((

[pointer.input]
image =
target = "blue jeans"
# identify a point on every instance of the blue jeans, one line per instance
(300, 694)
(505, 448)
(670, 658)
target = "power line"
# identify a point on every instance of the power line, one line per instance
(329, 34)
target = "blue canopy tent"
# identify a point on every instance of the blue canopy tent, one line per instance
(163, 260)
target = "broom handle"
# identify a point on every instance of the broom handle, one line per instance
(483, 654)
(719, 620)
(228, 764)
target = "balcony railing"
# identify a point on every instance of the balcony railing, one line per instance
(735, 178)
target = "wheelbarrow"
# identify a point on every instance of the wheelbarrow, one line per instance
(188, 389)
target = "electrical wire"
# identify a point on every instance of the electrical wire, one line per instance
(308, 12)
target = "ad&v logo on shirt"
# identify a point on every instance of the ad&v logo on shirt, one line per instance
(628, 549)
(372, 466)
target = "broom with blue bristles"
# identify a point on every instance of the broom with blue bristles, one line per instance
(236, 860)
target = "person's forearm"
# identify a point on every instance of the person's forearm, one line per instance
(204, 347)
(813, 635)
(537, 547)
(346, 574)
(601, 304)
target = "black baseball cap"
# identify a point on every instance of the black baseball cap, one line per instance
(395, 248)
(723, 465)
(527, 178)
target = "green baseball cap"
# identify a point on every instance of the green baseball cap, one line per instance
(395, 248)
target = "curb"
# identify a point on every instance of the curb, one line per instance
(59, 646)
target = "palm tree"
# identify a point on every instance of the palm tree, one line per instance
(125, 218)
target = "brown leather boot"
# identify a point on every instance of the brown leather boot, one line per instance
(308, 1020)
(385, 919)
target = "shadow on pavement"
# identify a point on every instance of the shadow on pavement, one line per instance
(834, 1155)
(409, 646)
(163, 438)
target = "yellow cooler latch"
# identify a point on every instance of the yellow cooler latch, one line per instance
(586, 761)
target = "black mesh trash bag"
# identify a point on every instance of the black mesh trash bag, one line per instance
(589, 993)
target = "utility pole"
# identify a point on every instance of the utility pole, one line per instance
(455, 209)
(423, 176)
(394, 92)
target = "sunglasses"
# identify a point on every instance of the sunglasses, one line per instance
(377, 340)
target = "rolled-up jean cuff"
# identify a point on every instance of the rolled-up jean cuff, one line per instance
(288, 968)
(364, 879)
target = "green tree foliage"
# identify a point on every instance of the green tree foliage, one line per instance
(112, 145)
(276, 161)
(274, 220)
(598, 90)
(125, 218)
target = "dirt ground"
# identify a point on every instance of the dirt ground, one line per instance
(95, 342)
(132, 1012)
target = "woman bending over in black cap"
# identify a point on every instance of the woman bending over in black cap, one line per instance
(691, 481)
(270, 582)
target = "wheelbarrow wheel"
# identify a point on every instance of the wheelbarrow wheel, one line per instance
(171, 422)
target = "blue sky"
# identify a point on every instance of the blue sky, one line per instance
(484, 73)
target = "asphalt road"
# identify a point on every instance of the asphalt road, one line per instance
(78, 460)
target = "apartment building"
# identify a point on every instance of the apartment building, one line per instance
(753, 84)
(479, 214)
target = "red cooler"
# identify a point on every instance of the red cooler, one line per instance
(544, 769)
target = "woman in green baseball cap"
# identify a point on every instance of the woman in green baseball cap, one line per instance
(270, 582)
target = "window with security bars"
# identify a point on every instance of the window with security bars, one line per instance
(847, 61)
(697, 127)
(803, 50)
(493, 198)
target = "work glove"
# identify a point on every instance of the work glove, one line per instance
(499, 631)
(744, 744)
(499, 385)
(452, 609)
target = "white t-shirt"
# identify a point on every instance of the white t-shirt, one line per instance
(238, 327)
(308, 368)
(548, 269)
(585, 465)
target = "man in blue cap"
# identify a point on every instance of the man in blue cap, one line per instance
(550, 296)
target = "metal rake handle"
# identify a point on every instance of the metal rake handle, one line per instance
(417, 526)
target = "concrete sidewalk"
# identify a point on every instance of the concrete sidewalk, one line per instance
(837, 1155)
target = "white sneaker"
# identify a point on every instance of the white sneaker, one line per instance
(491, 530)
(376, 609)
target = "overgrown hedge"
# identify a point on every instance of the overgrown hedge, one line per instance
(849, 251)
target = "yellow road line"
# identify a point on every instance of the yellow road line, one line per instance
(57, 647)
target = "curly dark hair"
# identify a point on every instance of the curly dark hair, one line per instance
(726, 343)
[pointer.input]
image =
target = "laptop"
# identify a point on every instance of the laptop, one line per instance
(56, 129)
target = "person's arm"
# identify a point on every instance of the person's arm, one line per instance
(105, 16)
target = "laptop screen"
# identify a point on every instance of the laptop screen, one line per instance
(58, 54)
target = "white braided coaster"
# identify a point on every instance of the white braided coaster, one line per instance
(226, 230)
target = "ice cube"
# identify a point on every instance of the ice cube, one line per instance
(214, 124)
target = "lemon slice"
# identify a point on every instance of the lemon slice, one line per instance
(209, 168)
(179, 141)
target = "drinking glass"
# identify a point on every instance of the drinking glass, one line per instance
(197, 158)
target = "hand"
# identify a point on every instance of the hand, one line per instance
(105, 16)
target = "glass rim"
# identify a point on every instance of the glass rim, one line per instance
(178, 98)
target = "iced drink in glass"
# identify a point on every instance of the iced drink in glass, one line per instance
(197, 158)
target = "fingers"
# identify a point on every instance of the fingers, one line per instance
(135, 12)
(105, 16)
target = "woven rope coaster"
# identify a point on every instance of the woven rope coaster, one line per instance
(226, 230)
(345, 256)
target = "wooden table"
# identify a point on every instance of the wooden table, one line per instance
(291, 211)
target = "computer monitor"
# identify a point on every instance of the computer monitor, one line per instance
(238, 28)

))

### WHAT IS NEEDED
Print all of the data exactly as it was given.

### ANSWER FOR THIS EXERCISE
[pointer.input]
image =
target = "blue jeans"
# identify a point on every instance of the blue jeans, one line per instance
(300, 694)
(505, 448)
(670, 658)
target = "power line"
# identify a point on every instance of the power line, one line per instance
(329, 34)
target = "blue canopy tent"
# identify a point on every instance of the blue canopy tent, one line per instance
(163, 260)
target = "broom handle"
# identify a point on every instance of the broom handle, one line per instance
(483, 654)
(719, 620)
(228, 764)
target = "balcony railing"
# identify a point on every instance of the balcony railing, one line per instance
(735, 178)
target = "wheelbarrow"
# identify a point on every instance of the wheelbarrow, one line per instance
(188, 389)
target = "electrical wire"
# identify a point on every instance of the electrical wire, one line per instance
(308, 12)
target = "ad&v logo on shirt"
# identify a point on every instance of the ad&v logo on shirt, one line per instance
(628, 549)
(372, 466)
target = "broom with blue bristles"
# identify a point on every instance of the broom with blue bristles, one line per instance
(236, 860)
target = "person's forearm"
# identify a point on every instance of the person's forearm, one line per instance
(204, 347)
(813, 635)
(537, 547)
(346, 574)
(601, 304)
target = "black baseball cap"
# identify a point on every instance of the black baseball cap, one line per instance
(395, 248)
(723, 465)
(527, 178)
target = "green baseball cap"
# identify a point on every instance of the green baseball cap, one line per instance
(395, 248)
target = "curb"
# identify a point on every instance of the curb, one line per instance
(59, 646)
target = "palm tree"
# identify a point on every instance of the palm tree, one line per instance
(125, 218)
target = "brown leather boot"
# identify a point on every instance of the brown leather boot, one line per instance
(308, 1020)
(385, 919)
target = "shadow on pavement"
# identify a point on every instance of the shadow on pavement, one line per instance
(834, 1155)
(409, 646)
(163, 438)
target = "yellow cooler latch"
# identify a point on every instance of the yellow cooler latch, one line per instance
(586, 761)
target = "black mesh trash bag"
# identify a point on every instance of the black mesh trash bag, one line per instance
(589, 993)
target = "utility pole"
# identify a point on every instance of the utility pole, one line per instance
(455, 209)
(423, 176)
(394, 92)
target = "sunglasses"
# identify a point on every instance of the sunglasses, one line per instance
(377, 340)
target = "rolled-up jean cuff"
# identify a point on every instance of the rolled-up jean cuff, one line per instance
(288, 968)
(364, 879)
target = "green tree foliage"
# identify a point on every instance of the green tree foliage, one line per instance
(112, 145)
(276, 161)
(274, 220)
(598, 90)
(125, 218)
target = "dirt ground"
# identify a point on every instance of the dirt ground, one line per instance
(95, 342)
(132, 1012)
target = "woman bending over in black cap"
# identify a point on every instance of the woman bending over in black cap, one line per instance
(691, 481)
(270, 582)
target = "wheelbarrow wheel"
# identify a point on every instance of the wheelbarrow wheel, one line per instance
(171, 422)
target = "blue sky"
# identify a point on every instance of the blue sky, one line per instance
(484, 73)
target = "asphalt road"
# identify a point on every instance of the asphalt road, one line per instance
(78, 460)
target = "apartment building"
# identify a point on every instance of the apartment building, one line per instance
(753, 84)
(479, 214)
target = "red cooler"
# identify a point on every instance of the red cooler, one line per instance
(544, 769)
target = "woman in green baseball cap"
# identify a point on every instance of the woman in green baseball cap, one line per instance
(270, 582)
target = "window with security bars"
# identify a point on every instance of the window with security bars, one line per instance
(847, 61)
(697, 127)
(803, 50)
(493, 198)
target = "work glove"
# identify a point on every instance of the work glove, one line per instance
(499, 631)
(744, 744)
(499, 385)
(452, 609)
target = "white t-shirt"
# identify a point on every instance of the white t-shirt, one line per instance
(238, 327)
(308, 368)
(548, 269)
(585, 465)
target = "man in blue cap"
# identify a point on every instance of the man in blue cap, one line per instance
(550, 296)
target = "metal rake handle"
# identify a point on every instance of the metal rake handle, one line per instance
(417, 526)
target = "concrete sidewalk"
# identify a point on every instance of the concrete sidewalk, one line per instance
(837, 1155)
target = "white sneaker"
# identify a point on every instance of the white sneaker, one line per instance
(491, 530)
(376, 609)
target = "overgrown hedge"
# identify a point on every instance of the overgrown hedge, one line per instance
(849, 251)
target = "yellow road line"
# identify a point on every instance of the yellow road line, one line per instance
(57, 647)
target = "curly dark hair"
# identify a point on every instance of the curly dark hair, one line per instance
(726, 343)
[pointer.input]
image =
target = "laptop"
# identify a point on every instance of the laptop, one line per instance
(56, 129)
target = "person's arm"
# identify a point on every instance of the person's arm, one line per instance
(105, 16)
target = "laptop screen"
# identify a point on every instance of the laptop screen, one line per instance
(58, 54)
target = "white braided coaster"
# identify a point on every instance of the white braided coaster, one line per instance
(226, 230)
target = "ice cube"
# identify a point on every instance of the ice cube, one line per instance
(214, 124)
target = "lemon slice"
# identify a point on every instance of the lemon slice, one line per instance
(209, 168)
(179, 141)
target = "drinking glass"
# identify a point on every instance of the drinking glass, one line per instance
(197, 158)
target = "hand"
# identify a point on every instance of the hand, one line per instance
(105, 16)
target = "glass rim"
# identify a point on every instance of the glass rim, one line per instance
(178, 98)
target = "iced drink in glass"
# identify a point on every instance of the iced drink in glass, one line per instance
(197, 158)
target = "fingers"
# identify a point on every instance of the fingers, one line per instance
(135, 12)
(105, 16)
target = "woven rope coaster"
# identify a point on every instance of the woven rope coaster, one line per instance
(226, 230)
(345, 256)
target = "wooden table"
# identify a point on every instance of the wooden table, one line per instance
(291, 211)
target = "computer monitor"
# identify a point on every instance of the computer monitor, one line per instance
(238, 28)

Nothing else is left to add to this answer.